:: Dataset ::
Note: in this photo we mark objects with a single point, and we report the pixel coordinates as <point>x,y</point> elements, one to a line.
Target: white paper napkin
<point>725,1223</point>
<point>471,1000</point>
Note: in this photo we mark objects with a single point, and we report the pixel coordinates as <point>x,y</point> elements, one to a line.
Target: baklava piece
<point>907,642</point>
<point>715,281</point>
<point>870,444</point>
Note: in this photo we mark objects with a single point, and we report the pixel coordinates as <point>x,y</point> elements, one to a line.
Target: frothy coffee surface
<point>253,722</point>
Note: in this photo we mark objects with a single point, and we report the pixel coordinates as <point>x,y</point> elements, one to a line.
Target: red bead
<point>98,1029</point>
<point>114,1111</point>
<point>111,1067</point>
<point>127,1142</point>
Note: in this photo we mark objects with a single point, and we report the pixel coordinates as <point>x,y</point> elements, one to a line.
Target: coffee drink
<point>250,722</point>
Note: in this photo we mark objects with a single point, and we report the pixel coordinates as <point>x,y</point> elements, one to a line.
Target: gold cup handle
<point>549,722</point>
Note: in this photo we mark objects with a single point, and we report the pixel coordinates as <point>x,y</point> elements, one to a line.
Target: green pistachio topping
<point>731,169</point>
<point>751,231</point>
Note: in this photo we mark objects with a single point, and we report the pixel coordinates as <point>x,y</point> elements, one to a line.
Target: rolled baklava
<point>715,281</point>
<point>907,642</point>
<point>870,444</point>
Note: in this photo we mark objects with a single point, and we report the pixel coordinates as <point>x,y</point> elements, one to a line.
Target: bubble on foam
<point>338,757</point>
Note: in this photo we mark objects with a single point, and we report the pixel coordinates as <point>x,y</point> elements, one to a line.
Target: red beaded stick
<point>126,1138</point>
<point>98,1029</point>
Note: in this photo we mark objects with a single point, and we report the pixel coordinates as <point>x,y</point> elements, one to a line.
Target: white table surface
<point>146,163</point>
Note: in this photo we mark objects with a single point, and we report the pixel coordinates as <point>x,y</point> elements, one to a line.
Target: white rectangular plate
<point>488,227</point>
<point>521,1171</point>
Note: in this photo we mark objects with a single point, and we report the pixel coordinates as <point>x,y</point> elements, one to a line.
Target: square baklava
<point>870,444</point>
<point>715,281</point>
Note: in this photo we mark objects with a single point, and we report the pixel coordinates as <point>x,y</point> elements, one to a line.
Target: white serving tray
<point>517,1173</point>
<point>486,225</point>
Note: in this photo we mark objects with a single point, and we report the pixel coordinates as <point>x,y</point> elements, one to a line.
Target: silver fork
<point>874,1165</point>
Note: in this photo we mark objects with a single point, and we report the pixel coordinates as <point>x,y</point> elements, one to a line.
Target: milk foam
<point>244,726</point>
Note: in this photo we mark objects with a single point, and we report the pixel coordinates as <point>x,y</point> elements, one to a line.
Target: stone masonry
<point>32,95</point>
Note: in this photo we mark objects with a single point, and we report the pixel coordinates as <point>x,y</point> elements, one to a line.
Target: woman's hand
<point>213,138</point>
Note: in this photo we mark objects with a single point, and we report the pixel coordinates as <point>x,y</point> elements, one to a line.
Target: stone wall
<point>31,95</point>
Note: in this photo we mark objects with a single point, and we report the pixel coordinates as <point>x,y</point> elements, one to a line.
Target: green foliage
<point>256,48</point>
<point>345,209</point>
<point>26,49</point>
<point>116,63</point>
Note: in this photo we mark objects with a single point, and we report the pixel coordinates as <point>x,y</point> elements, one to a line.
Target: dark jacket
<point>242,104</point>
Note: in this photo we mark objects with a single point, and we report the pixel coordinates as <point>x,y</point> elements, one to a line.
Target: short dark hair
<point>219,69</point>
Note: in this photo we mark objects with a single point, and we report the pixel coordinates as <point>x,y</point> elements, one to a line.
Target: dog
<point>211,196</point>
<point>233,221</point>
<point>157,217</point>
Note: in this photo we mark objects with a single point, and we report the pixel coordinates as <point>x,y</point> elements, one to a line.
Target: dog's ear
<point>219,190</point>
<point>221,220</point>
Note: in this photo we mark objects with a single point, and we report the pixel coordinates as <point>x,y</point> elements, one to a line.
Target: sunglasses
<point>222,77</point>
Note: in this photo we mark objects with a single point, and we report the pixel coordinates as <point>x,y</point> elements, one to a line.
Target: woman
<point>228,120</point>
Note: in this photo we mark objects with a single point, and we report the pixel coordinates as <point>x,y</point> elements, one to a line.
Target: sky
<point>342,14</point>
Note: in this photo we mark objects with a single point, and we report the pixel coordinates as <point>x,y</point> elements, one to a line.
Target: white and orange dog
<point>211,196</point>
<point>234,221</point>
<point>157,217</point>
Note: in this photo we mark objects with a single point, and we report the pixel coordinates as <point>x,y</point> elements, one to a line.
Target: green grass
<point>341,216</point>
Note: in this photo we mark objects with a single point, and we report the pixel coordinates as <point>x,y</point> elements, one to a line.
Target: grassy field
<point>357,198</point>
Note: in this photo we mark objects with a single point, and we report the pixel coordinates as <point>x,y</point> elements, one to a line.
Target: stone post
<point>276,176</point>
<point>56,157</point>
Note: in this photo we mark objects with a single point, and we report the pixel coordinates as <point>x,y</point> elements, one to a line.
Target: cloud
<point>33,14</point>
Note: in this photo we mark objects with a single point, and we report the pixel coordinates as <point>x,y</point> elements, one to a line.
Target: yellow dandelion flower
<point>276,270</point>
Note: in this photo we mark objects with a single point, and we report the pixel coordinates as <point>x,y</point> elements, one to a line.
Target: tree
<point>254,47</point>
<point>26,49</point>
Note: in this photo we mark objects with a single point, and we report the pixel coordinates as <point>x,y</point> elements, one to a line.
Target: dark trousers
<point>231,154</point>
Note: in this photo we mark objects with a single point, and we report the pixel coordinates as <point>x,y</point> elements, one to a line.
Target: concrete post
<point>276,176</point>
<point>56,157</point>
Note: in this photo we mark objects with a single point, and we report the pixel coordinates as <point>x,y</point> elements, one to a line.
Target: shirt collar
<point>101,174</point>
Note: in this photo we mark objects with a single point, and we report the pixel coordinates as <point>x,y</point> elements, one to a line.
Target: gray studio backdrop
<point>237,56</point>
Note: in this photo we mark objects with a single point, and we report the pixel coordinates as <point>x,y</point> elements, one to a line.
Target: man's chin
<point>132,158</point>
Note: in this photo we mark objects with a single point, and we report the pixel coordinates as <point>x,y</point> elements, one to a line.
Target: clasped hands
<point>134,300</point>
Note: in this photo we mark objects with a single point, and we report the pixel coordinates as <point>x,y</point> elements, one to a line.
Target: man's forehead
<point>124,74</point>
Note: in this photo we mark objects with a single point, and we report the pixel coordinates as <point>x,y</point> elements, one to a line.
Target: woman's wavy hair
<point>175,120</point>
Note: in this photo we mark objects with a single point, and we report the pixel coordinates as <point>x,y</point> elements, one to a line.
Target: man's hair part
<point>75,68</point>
:::
Work to complete – In your reply, restate every entry exactly.

Solution to the problem –
Note: in this photo we mark objects with a single point, and we report the pixel coordinates as <point>x,y</point> elements, one to a line.
Target: white paper napkin
<point>725,1223</point>
<point>471,1000</point>
Note: in this photo we mark objects with a single point, and we report the pixel coordinates as <point>x,y</point> elements, one to a line.
Target: baklava piece
<point>907,642</point>
<point>715,281</point>
<point>870,444</point>
Note: in this photo we mark objects with a single point, and we report the pixel coordinates as <point>x,y</point> elements, one to a line.
Target: frothy coffee surface
<point>253,722</point>
Note: in this photo we mark objects with a single point, and we report the pixel coordinates as <point>x,y</point> elements, one to a line.
Target: red bead
<point>98,1029</point>
<point>114,1111</point>
<point>111,1067</point>
<point>127,1142</point>
Note: in this photo we mark objects with a single point, and we report the pixel coordinates as <point>x,y</point> elements, one to a line.
Target: coffee drink
<point>250,722</point>
Note: in this photo we mark objects with a single point, and we report the pixel coordinates as <point>x,y</point> elements, one to a line.
Target: gold cup handle
<point>549,722</point>
Note: in this photo we mark objects with a single point, and we report the pixel coordinates as <point>x,y</point> elements, one to a line.
Target: green pistachio topping
<point>731,169</point>
<point>751,231</point>
Note: in this photo we mark objects with a single point, and we report the pixel coordinates as <point>x,y</point> elements, one to a line.
Target: rolled baklava
<point>715,281</point>
<point>907,642</point>
<point>870,444</point>
Note: in this photo we mark objects with a single point, and we report the pixel coordinates as <point>x,y</point> elements, one to a line.
Target: bubble on foam
<point>338,757</point>
Note: in this photo we mark objects with a single point, and we report the pixel coordinates as <point>x,y</point> elements, one to a line.
Target: red beaded stick
<point>126,1138</point>
<point>98,1029</point>
Note: in this photo we mark objects with a single point, and we report the pixel coordinates as <point>x,y</point> elements, one to a line.
Target: white table surface
<point>146,163</point>
Note: in this photo we mark objects with a single point, and we report the pixel coordinates as <point>x,y</point> elements, one to a line.
Target: white rectangular plate
<point>488,227</point>
<point>521,1171</point>
Note: in this photo we mark objects with a single point, and we report the pixel coordinates as <point>x,y</point> elements, one to a line.
Target: square baklava
<point>870,444</point>
<point>715,281</point>
Note: in this photo we mark objects with a single point, and we report the pixel coordinates as <point>x,y</point> elements, one to a line.
Target: white serving tray
<point>517,1173</point>
<point>486,225</point>
Note: in this photo we mark objects with a single point, and we report the pixel coordinates as <point>x,y</point> elements, one to a line.
Target: silver fork
<point>874,1165</point>
Note: in this photo we mark objects with a single point, and we report the pixel coordinates as <point>x,y</point> elements, one to a line.
Target: milk foam
<point>244,726</point>
Note: in this photo we mark objects with a single point, and we report the pixel coordinates as <point>x,y</point> elements, one to a line.
Target: stone masonry
<point>32,95</point>
Note: in this photo we mark objects with a single point, and we report the pixel coordinates as <point>x,y</point> elements, one to a line.
Target: woman's hand
<point>213,138</point>
Note: in this photo we mark objects with a single point, and we report the pixel coordinates as <point>x,y</point> elements, one to a line.
Target: stone wall
<point>31,95</point>
Note: in this photo we mark objects with a single point, and we report the pixel coordinates as <point>x,y</point> elements, one to a line.
Target: green foliage
<point>256,48</point>
<point>345,209</point>
<point>26,49</point>
<point>116,63</point>
Note: in this photo we mark objects with a single point, and we report the pixel coordinates as <point>x,y</point> elements, one to a line.
Target: dark jacket
<point>242,104</point>
Note: in this photo we mark objects with a single point, and we report the pixel coordinates as <point>x,y</point> elements, one to a line.
Target: short dark hair
<point>219,69</point>
Note: in this photo we mark objects with a single point, and we report the pixel coordinates as <point>x,y</point> elements, one to a line.
Target: dog
<point>211,196</point>
<point>233,221</point>
<point>157,217</point>
Note: in this photo we mark objects with a single point, and we report the pixel coordinates as <point>x,y</point> elements, one to a line.
Target: dog's ear
<point>219,190</point>
<point>221,220</point>
Note: in this photo we mark objects with a single point, and we report the pixel coordinates as <point>x,y</point> elements, one to a line.
Target: sunglasses
<point>222,77</point>
Note: in this photo we mark objects with a single point, and we report the pixel coordinates as <point>x,y</point> elements, one to a line.
Target: woman
<point>228,120</point>
Note: in this photo we mark objects with a single point, and we report the pixel coordinates as <point>x,y</point> elements, one to a line.
Target: sky
<point>342,14</point>
Note: in this photo we mark objects with a single point, and we report the pixel coordinates as <point>x,y</point> elements, one to a line.
Target: white and orange dog
<point>211,196</point>
<point>234,221</point>
<point>157,217</point>
Note: in this photo we mark objects with a single point, and we report the pixel coordinates as <point>x,y</point> elements, one to a line.
Target: green grass
<point>341,216</point>
Note: in this photo we mark objects with a single point, and we report the pixel coordinates as <point>x,y</point> elements, one to a line.
Target: grassy field
<point>357,198</point>
Note: in this photo we mark objects with a single point, and we report the pixel coordinates as <point>x,y</point> elements, one to a line.
Target: stone post
<point>276,176</point>
<point>56,157</point>
Note: in this photo we mark objects with a single point, and we report the pixel coordinates as <point>x,y</point> elements, one to a line.
Target: cloud
<point>33,14</point>
Note: in this photo we mark objects with a single point, and we report the pixel coordinates as <point>x,y</point> elements, one to a line.
Target: yellow dandelion flower
<point>276,270</point>
Note: in this photo we mark objects with a single point, and we report the pixel coordinates as <point>x,y</point> elements, one to a line.
Target: tree
<point>254,47</point>
<point>26,49</point>
Note: in this photo we mark objects with a single point, and we report the pixel coordinates as <point>x,y</point> elements, one to a line.
Target: dark trousers
<point>231,154</point>
Note: in this photo we mark objects with a single point, and we report the pixel coordinates as <point>x,y</point> elements, one to a line.
Target: concrete post
<point>276,176</point>
<point>56,157</point>
Note: in this photo we mark objects with a single point, and we report the pixel coordinates as <point>x,y</point> elements, one to a line.
Target: shirt collar
<point>101,174</point>
Note: in this photo we mark objects with a single point, and we report the pixel coordinates as <point>x,y</point> elements, one to a line.
Target: gray studio backdrop
<point>237,56</point>
Note: in this photo we mark objects with a single point, and we report the pixel coordinates as <point>x,y</point> elements, one to a line.
Target: man's chin
<point>132,158</point>
Note: in this photo we mark objects with a single point, and we report the pixel coordinates as <point>x,y</point> elements, one to a line.
Target: clasped hands
<point>134,300</point>
Note: in this photo we mark objects with a single point, and we report the pixel coordinates as <point>x,y</point> elements, one to a line.
Target: man's forehead
<point>124,74</point>
Note: in this photo we mark objects with a single point, and we report the pixel coordinates as <point>x,y</point> elements, one to a line.
Target: woman's wavy hair
<point>175,120</point>
Note: in this photo we mark objects with a single point, and we report the pixel coordinates as <point>x,y</point> elements, one to a line.
Target: man's hair part
<point>75,68</point>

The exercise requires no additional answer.